> _Task brief_
Exactly reproduce the data from its first line through the line with "Note: pick out the lamp", leaving out every line after it.

Collected data
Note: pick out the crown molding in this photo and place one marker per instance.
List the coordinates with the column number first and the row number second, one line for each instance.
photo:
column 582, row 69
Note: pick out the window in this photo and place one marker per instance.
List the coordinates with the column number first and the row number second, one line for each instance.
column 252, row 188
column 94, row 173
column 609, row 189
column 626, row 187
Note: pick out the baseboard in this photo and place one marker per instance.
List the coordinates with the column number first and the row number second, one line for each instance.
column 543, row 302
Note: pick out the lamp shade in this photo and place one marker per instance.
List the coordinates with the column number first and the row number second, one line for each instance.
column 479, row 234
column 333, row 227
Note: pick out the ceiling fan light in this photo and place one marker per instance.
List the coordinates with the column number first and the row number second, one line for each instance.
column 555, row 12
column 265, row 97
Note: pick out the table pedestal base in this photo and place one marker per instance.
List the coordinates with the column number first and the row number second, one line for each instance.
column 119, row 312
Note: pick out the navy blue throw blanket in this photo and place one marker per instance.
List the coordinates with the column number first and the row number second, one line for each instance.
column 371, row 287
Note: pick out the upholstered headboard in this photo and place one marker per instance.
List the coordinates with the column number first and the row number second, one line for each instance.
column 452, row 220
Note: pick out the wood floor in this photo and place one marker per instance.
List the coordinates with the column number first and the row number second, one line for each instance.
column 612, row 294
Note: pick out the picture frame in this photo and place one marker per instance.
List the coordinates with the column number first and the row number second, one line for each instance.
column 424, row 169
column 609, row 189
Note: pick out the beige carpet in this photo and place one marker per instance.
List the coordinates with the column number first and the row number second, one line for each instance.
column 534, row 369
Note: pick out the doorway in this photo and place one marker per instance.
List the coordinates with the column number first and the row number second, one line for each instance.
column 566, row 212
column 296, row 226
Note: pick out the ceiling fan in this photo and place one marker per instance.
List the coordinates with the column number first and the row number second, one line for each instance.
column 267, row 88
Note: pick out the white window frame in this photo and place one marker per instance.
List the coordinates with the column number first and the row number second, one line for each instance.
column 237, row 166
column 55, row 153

> _Written response_
Note: pick out the crown molding in this photo and place one marker per instance.
List the coordinates with the column number first and the row number second, one line for each instance.
photo:
column 582, row 69
Note: pick out the window in this photo and place one marker per instance.
List the coordinates with the column number first and the row number second, one line for each instance.
column 252, row 188
column 94, row 173
column 609, row 189
column 626, row 187
Note: pick out the baseboard in this photo and place one marker per instance.
List the coordinates with the column number first and the row number second, one line for each instance.
column 543, row 302
Note: pick out the lamp shade in this photo and place one marker per instance.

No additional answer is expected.